Request A: From the entries below, pick out every line containing the string "lizard", matching case exactly.

This is a code that reads the text present in an image and predicts what's written in it.

Process

The code first divides the image into multiple segments (each segment contains a single character). On this segment, a pretrained model is executed to predict the character present in the segment. This then outputs the predicted characters as a string

├─ model
│  └─ fmodelwts.h5
├─ src
│  ├─ model.py
│  └─ ocr.py
├─ .gitignore
├─ LICENSE
└─ README.md

Setting up the OCR

Let's start by cloning the repository

$ git clone https://github.com/Mastermind0100/Optical-Character-Recognizer.git
$ cd Optical-Character-Recognizer

Great! You are set up with the repository.
Let's dive into it!

How to Use the OCR

  1. Copy the following codes/files into the directory you are using for your project:

    • ocr.py
    • fmodelwts.h5
  2. In your code, add the following lines:

    import ocr
    predict(image)
  3. This code will print the text the code detects in the image you gave as input in the function 'predict'.

  4. If you want the function to simply return the predicted text and not print it, then make the following changes to Line 78 of the program 'ocr.py':

    return final

    Also, your code needs to accept it in a variable. So the code in Step 2 will change to:

    text = predict(image)

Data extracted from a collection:
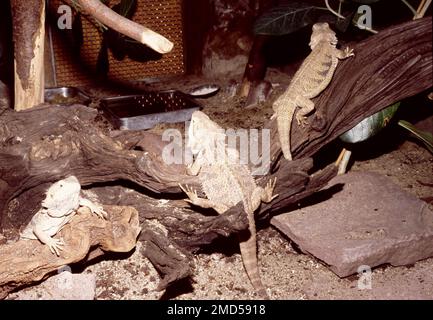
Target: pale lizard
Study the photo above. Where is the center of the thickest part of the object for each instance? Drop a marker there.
(226, 182)
(312, 77)
(57, 209)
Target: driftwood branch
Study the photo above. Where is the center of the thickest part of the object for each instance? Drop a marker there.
(388, 67)
(125, 26)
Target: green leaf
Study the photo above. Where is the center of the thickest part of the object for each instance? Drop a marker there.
(371, 125)
(425, 137)
(284, 19)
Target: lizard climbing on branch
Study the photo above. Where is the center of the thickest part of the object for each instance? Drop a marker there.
(309, 81)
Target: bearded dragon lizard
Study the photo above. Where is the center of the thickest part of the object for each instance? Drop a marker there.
(59, 206)
(226, 182)
(312, 77)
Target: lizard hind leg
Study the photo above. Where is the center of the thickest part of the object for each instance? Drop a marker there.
(248, 250)
(306, 106)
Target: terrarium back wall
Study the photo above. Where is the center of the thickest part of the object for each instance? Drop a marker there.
(75, 63)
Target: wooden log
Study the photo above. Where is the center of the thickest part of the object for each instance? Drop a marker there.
(125, 26)
(388, 67)
(29, 38)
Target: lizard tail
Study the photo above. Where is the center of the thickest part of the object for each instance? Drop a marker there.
(249, 257)
(284, 122)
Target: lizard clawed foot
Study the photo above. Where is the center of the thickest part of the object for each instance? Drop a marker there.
(55, 245)
(98, 210)
(191, 193)
(302, 120)
(269, 189)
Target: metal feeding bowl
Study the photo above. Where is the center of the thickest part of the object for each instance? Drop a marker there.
(66, 96)
(144, 111)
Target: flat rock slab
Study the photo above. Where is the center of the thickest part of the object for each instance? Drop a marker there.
(63, 286)
(367, 220)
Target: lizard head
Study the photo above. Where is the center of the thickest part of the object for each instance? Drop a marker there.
(322, 32)
(203, 133)
(62, 193)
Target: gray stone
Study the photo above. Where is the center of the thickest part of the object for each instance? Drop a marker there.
(370, 221)
(63, 286)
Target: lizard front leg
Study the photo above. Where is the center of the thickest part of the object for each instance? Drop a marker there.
(346, 53)
(96, 209)
(306, 106)
(55, 245)
(201, 202)
(263, 194)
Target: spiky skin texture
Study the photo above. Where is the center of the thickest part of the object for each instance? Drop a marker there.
(226, 183)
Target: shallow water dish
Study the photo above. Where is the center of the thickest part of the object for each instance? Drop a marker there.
(66, 96)
(144, 111)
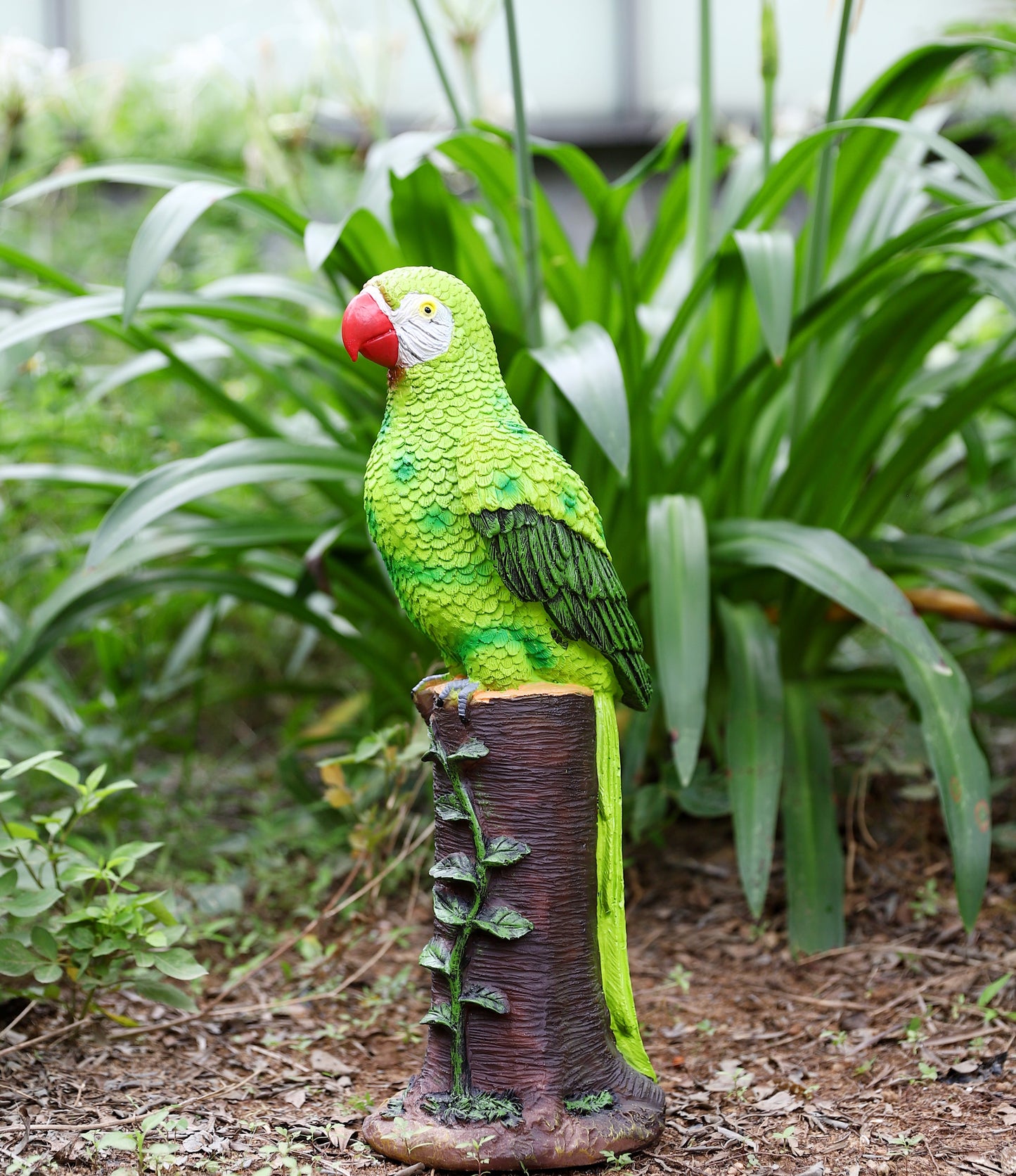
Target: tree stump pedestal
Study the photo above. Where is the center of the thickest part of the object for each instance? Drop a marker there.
(521, 1070)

Request B: From the OCR guide above, quote the passage that begins with the words "3. This code" and ends with "text = predict(image)".

Full response A:
Target: pale lizard
Target: lizard climbing on branch
Target: bearded dragon lizard
Target: lizard hind leg
Target: lizard tail
Target: lizard clawed foot
Target: lizard head
Target: lizard front leg

Full response B:
3. This code will print the text the code detects in the image you gave as input in the function 'predict'.

  4. If you want the function to simply return the predicted text and not print it, then make the following changes to Line 78 of the program 'ocr.py':

    return final

    Also, your code needs to accept it in a variable. So the code in Step 2 will change to:

    text = predict(image)